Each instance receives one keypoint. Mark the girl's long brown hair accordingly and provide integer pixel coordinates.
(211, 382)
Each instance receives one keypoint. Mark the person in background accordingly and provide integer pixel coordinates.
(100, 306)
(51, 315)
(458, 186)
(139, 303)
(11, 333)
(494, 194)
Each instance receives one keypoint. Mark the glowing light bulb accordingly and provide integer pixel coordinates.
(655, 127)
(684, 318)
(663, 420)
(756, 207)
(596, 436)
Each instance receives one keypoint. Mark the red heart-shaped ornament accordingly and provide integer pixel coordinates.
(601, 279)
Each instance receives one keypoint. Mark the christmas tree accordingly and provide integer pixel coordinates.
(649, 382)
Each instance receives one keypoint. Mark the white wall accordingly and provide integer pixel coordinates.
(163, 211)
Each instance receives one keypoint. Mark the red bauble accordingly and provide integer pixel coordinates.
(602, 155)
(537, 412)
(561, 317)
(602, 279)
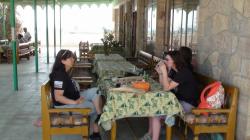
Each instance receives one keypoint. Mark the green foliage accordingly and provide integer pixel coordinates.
(109, 42)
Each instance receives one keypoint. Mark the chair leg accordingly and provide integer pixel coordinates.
(46, 136)
(229, 136)
(113, 131)
(168, 133)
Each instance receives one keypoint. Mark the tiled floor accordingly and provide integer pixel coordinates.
(19, 109)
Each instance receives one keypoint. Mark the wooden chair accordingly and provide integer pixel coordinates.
(144, 60)
(84, 51)
(81, 72)
(50, 114)
(22, 51)
(229, 111)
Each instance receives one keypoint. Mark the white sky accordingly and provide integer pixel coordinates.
(84, 22)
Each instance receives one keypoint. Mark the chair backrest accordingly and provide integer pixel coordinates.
(231, 95)
(47, 102)
(146, 58)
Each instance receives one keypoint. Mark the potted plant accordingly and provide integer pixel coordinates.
(109, 42)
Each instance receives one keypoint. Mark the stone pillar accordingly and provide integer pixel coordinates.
(140, 29)
(116, 22)
(161, 26)
(224, 48)
(128, 28)
(121, 25)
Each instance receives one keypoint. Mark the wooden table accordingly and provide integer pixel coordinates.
(120, 104)
(111, 57)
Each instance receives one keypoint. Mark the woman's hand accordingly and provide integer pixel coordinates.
(163, 68)
(79, 101)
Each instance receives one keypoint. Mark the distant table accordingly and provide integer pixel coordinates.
(111, 57)
(113, 68)
(133, 104)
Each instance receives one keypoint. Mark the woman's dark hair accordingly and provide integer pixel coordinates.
(178, 60)
(58, 65)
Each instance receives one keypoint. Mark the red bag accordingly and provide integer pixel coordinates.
(212, 97)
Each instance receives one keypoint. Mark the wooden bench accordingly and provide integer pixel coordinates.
(229, 111)
(50, 115)
(23, 51)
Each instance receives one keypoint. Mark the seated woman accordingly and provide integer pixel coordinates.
(20, 38)
(65, 93)
(182, 83)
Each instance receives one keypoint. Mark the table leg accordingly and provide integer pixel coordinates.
(168, 133)
(113, 131)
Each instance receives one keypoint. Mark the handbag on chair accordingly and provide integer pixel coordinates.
(212, 97)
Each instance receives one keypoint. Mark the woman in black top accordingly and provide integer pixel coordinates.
(182, 83)
(65, 93)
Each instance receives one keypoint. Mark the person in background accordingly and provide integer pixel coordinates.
(26, 36)
(65, 91)
(186, 54)
(182, 84)
(20, 38)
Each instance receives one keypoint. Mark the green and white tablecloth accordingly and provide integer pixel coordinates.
(153, 103)
(113, 68)
(111, 57)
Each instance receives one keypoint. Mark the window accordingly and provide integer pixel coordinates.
═══
• TO DO:
Exactly reproduce the lines from the one containing "Each instance receives one keypoint. Mark the handbag" through the end of the records, and only those lines.

• TASK RESULT:
Each instance receives one keypoint. Mark the handbag on chair accordingly and provide integer pixel coordinates.
(212, 97)
Each instance receives one keypoint. Mark the woman in black top accordingly and provide integer pixel coordinates.
(182, 83)
(65, 93)
Each instance receives one keypoint. Mark the person in background accordingly and provide integer pixel coordinates.
(26, 36)
(65, 91)
(186, 54)
(182, 84)
(20, 38)
Each instance receives one keypoint. Mark the green and white tablecloth accordingly and provide integer pixel coordinates.
(153, 103)
(113, 68)
(111, 57)
Each instance receives one keypoint. Mark the window accordingly and provide integer pixel coordinates.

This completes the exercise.